(Source records)
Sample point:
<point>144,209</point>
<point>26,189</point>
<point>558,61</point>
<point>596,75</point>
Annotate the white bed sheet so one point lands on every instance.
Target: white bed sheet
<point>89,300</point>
* * *
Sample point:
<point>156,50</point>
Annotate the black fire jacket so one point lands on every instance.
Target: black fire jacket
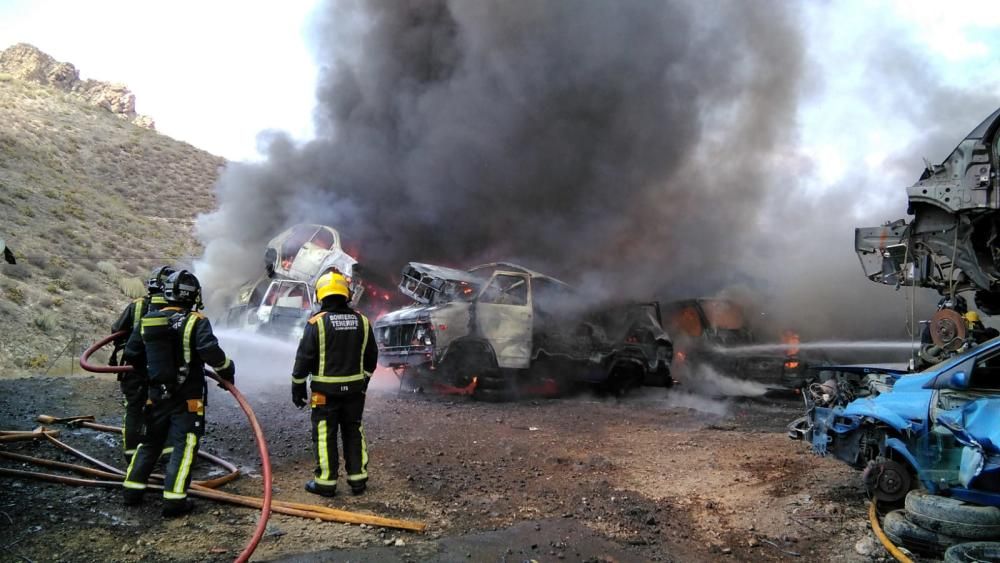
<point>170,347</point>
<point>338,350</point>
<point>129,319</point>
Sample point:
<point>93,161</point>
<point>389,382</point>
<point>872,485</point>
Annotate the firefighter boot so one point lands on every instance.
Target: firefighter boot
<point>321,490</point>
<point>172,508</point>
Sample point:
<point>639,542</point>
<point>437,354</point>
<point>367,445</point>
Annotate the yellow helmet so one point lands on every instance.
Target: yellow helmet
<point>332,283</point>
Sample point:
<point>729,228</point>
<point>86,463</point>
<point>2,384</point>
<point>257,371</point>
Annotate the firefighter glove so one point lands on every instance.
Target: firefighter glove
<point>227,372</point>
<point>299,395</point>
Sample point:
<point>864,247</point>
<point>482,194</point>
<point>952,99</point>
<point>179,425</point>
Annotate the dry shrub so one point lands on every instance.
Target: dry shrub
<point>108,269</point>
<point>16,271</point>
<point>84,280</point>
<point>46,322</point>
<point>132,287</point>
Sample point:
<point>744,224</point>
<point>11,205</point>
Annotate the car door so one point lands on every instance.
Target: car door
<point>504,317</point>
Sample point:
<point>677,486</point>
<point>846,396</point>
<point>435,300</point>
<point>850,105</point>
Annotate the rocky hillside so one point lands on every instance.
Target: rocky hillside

■ TASK ITEM ■
When a line above contains the string "Annotate", copy that line.

■ RESPONSE BELOW ■
Annotate the white bed sheet so one point lands on every instance.
Annotate the black fire jacket so one point lands on every instance.
Annotate the firefighter boot so one point lands on every instance.
Annotate the yellow helmet so one point lands on every instance.
Annotate the firefighter glove so one point lands on every instance.
Annotate the dry shrub so one point lands on every instance.
Annotate the car door so one point lands on every instance.
Annotate the rocky hillside so one point lands on every instance.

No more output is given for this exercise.